Reproduce these lines exactly, everything from the start of the records down to the line that contains "(1052, 697)".
----- Information given -----
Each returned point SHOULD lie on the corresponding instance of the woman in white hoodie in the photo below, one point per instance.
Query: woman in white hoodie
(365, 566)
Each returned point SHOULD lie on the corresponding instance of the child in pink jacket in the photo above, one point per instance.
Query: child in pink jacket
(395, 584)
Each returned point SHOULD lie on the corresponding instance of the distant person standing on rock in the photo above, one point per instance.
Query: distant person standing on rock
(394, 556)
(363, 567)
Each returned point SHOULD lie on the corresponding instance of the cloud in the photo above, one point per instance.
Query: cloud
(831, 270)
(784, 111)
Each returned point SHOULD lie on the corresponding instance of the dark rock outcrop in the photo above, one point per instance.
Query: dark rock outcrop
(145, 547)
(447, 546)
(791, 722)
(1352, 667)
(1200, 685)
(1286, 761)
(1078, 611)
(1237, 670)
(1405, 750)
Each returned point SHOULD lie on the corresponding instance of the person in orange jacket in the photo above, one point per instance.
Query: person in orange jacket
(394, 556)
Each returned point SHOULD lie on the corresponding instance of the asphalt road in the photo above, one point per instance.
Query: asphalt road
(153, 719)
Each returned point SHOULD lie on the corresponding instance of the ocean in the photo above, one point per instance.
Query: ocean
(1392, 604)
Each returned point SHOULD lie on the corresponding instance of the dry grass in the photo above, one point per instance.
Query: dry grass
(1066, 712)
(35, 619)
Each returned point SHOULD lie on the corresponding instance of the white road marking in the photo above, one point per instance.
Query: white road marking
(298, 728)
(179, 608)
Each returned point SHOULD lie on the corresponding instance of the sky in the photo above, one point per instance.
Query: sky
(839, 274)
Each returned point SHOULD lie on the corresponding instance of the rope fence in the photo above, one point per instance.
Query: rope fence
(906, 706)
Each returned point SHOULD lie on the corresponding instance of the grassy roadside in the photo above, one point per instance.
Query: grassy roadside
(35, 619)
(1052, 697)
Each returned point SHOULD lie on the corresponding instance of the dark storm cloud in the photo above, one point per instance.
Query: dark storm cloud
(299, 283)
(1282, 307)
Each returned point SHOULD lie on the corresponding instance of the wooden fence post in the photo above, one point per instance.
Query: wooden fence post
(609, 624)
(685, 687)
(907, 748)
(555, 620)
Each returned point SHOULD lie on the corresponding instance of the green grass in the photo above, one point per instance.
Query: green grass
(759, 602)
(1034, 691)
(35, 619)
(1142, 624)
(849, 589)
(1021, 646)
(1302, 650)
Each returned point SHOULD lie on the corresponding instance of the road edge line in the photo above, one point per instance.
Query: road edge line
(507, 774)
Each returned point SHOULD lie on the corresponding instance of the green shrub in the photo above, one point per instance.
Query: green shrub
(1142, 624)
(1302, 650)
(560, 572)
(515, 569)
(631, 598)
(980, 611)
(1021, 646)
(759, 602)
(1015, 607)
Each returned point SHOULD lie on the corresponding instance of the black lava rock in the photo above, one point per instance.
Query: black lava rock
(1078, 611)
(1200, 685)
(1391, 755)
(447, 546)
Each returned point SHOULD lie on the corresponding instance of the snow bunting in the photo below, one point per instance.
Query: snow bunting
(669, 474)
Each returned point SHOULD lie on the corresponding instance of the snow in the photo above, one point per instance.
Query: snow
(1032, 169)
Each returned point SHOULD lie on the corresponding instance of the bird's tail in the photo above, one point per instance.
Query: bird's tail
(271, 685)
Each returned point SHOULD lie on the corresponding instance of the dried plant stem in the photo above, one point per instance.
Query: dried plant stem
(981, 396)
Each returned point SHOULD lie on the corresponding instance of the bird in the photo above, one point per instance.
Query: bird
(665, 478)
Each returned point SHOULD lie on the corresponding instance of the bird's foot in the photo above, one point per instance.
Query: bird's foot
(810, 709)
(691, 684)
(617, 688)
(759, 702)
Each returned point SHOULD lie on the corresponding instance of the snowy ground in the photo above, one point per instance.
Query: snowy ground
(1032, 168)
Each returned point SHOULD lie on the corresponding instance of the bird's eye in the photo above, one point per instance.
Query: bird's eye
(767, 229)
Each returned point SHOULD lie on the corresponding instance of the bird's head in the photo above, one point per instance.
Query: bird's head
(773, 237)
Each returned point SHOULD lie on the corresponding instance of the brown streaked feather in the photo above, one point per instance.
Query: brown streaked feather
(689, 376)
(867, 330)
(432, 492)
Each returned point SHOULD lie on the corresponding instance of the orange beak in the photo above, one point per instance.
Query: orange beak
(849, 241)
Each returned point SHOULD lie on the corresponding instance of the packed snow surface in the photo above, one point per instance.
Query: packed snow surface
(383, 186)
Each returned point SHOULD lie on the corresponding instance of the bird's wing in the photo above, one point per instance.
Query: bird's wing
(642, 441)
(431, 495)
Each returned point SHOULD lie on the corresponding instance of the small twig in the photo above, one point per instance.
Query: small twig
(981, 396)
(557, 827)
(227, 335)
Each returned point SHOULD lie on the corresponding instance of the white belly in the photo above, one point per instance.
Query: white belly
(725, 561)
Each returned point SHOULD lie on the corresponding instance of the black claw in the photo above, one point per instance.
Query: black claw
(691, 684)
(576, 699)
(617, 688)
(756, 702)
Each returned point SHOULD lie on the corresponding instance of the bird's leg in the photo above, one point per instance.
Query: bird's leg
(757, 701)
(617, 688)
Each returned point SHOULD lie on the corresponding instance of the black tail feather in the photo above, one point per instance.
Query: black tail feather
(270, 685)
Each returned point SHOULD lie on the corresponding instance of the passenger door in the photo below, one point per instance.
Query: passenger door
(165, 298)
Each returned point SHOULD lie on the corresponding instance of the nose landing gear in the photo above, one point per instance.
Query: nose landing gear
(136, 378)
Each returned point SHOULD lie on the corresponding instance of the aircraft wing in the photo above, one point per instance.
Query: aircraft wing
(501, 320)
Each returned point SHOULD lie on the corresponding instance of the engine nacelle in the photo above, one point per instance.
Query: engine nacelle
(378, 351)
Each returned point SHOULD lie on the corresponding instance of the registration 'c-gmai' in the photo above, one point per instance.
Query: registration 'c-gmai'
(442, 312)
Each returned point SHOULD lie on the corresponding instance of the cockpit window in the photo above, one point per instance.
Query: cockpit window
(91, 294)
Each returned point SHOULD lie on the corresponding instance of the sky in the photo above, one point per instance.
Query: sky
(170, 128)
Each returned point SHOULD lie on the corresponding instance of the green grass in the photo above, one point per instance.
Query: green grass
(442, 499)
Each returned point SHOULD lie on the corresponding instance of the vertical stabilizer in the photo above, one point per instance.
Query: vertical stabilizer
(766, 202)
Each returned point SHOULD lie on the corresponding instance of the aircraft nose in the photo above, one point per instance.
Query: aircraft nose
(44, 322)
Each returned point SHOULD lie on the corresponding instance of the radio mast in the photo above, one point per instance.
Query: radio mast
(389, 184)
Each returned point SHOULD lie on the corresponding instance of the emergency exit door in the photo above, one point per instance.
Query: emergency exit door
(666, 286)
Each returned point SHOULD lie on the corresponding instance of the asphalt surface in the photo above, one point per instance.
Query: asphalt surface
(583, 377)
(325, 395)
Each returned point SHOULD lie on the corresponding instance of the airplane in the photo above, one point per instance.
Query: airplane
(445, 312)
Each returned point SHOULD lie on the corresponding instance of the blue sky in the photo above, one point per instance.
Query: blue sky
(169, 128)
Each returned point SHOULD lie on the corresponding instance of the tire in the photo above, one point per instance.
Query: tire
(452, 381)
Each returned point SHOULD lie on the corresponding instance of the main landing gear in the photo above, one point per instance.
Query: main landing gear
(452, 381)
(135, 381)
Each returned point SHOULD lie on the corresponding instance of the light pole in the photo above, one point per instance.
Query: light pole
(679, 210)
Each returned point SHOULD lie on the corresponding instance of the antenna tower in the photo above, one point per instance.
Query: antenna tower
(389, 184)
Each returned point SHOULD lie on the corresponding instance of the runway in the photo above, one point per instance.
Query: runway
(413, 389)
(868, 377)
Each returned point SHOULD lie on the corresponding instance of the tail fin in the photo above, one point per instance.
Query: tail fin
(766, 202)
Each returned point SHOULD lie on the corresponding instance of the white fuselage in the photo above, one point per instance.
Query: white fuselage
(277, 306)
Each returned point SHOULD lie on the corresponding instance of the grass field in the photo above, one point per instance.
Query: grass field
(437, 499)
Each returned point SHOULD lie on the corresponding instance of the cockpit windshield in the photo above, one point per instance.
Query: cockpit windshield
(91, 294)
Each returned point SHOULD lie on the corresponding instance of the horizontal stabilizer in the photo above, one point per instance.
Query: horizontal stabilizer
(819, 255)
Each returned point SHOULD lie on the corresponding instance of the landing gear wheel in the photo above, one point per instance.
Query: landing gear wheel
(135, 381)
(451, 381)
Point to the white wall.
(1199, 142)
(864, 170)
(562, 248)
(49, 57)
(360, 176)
-----
### The result
Each returned point SHOULD lie on the corresponding instance of the woman in white hoodie in the photo below, one point per instance.
Query: woman in white hoodie
(365, 566)
Each returned point SHOULD lie on the corresponding instance of the child in pink jacket in the photo above, one point per instance.
Query: child in pink jacket
(395, 584)
Each returned point SHOULD lie on the corresponding instance of the distant person standing on rock in the photo above, one point per instance.
Query: distant person standing on rock
(394, 556)
(363, 567)
Each returned point SHOULD lie on the corresponding instance of the cloud in the photo above, one point per instance.
Query: cloud
(831, 270)
(784, 111)
Each returned point SHOULD lie on the corresponding instance of the dark rock outcrop in the photo above, one point per instance.
Query: dark rock outcrop
(145, 547)
(447, 546)
(791, 722)
(1352, 667)
(1200, 685)
(1286, 761)
(1078, 611)
(1237, 670)
(1405, 750)
Each returned point SHOULD lie on the corresponding instance of the person in orange jacket in the photo above, one point per instance.
Query: person in orange jacket
(394, 556)
Each returned point SHOULD lie on the corresponding instance of the asphalt road in the photo above, one point per instance.
Query: asphalt road
(153, 719)
Each returned point SHOULD lie on the corresponding instance of the ocean in the photo above, one point per instance.
Query: ocean
(1392, 604)
Each returned point SHOULD lie on the corresponding instance of the dry grass in the photo above, one point per instance.
Query: dry grass
(1066, 712)
(35, 619)
Each returned point SHOULD lie on the corresponding instance of the white road marking in the photo above, one point per instance.
Query: white road marking
(298, 728)
(179, 608)
Each returned point SHOULD lie on the corresponding instance of the sky in the photo above, one point per instance.
Query: sky
(839, 274)
Each returned point SHOULD lie on the corresponding instance of the rope fence in the photo above, one point per instance.
Query: rope fence
(906, 706)
Each returned point SHOULD lie on the corresponding instance of the grassy roadside in the photo above, one point per instance.
Query: grassy roadside
(35, 619)
(1052, 697)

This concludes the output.